Point labeling dataset excerpts:

------------------------------

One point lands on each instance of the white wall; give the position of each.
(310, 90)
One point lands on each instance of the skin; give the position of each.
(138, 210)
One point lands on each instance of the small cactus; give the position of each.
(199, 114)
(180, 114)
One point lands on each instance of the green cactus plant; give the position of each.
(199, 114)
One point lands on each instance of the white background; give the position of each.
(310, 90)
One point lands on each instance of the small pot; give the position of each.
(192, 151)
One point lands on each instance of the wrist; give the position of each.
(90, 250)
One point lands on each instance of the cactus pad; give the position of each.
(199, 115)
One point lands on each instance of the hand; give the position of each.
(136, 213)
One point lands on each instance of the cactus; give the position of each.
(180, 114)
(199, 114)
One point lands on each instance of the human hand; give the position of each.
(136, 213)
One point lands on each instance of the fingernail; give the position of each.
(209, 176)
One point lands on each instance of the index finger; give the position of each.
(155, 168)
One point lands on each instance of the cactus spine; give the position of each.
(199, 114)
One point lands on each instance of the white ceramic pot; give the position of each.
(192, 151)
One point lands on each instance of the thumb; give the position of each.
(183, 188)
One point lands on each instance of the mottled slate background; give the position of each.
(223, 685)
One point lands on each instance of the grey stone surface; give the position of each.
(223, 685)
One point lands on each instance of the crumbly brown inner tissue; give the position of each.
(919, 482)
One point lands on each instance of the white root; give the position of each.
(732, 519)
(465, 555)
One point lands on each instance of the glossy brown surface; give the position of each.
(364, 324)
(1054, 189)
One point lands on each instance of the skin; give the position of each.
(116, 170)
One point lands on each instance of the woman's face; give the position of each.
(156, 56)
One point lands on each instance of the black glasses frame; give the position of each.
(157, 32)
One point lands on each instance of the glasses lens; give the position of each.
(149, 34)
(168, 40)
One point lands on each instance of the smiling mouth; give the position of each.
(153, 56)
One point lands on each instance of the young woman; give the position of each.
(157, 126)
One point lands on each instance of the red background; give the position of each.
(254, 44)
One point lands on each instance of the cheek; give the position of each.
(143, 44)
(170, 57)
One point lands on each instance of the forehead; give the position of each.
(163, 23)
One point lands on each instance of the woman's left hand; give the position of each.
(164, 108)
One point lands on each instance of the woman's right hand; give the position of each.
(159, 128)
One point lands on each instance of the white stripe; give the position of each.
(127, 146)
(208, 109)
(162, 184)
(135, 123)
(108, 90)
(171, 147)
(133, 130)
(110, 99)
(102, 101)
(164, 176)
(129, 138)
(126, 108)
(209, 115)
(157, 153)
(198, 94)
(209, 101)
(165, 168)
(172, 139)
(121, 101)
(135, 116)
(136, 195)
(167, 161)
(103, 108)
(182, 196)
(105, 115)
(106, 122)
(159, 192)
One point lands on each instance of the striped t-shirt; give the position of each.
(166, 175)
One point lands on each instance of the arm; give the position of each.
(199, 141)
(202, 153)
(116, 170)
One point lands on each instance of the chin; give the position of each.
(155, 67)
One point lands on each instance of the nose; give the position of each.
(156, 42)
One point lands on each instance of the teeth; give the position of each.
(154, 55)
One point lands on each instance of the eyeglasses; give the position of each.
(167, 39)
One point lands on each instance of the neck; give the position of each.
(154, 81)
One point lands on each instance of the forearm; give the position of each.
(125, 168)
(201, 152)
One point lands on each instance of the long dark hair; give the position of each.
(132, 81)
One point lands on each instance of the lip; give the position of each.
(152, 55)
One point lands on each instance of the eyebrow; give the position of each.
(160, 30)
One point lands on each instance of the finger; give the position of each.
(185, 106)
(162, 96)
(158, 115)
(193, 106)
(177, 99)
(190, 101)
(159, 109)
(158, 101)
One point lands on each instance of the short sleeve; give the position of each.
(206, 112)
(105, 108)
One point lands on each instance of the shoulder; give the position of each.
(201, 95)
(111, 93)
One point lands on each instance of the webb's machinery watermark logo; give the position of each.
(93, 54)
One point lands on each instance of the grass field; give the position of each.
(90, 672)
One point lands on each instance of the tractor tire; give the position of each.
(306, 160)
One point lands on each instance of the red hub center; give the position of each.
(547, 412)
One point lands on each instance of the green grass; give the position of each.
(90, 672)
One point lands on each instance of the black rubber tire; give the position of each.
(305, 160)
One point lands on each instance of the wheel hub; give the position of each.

------------------------------

**What you need to do**:
Give the lines from the one containing "One point lands on each instance of the long" through the last line as a JSON list of strings, one string per line, with blank lines omitted.

**Final result**:
[
  "One point lands on each instance of the long dark hair; give the position of each.",
  "(132, 81)",
  "One point lands on each instance of the lip; give the position of each.",
  "(152, 55)",
  "One point lands on each instance of the eyebrow; give the position of each.",
  "(160, 30)",
  "One point lands on each instance of the finger; give the position of each.",
  "(185, 106)",
  "(162, 96)",
  "(158, 115)",
  "(193, 106)",
  "(177, 99)",
  "(190, 101)",
  "(159, 109)",
  "(158, 101)",
  "One point lands on each instance of the short sleeve; give the position of each.",
  "(206, 112)",
  "(105, 108)",
  "One point lands on each instance of the shoulder; give the position of each.",
  "(201, 95)",
  "(111, 93)",
  "One point lands on each instance of the webb's machinery watermark logo; give the position of each.",
  "(93, 54)",
  "One point lands on each instance of the grass field; give the position of each.",
  "(90, 672)",
  "One point lands on each instance of the tractor tire; give the position of each.",
  "(306, 160)",
  "One point lands on each instance of the red hub center; give the position of each.",
  "(547, 412)",
  "One point lands on each instance of the green grass; give the position of each.",
  "(90, 672)",
  "One point lands on each instance of the black rubber tire; give the position of each.",
  "(305, 160)",
  "One point lands on each instance of the wheel hub; give the position of each."
]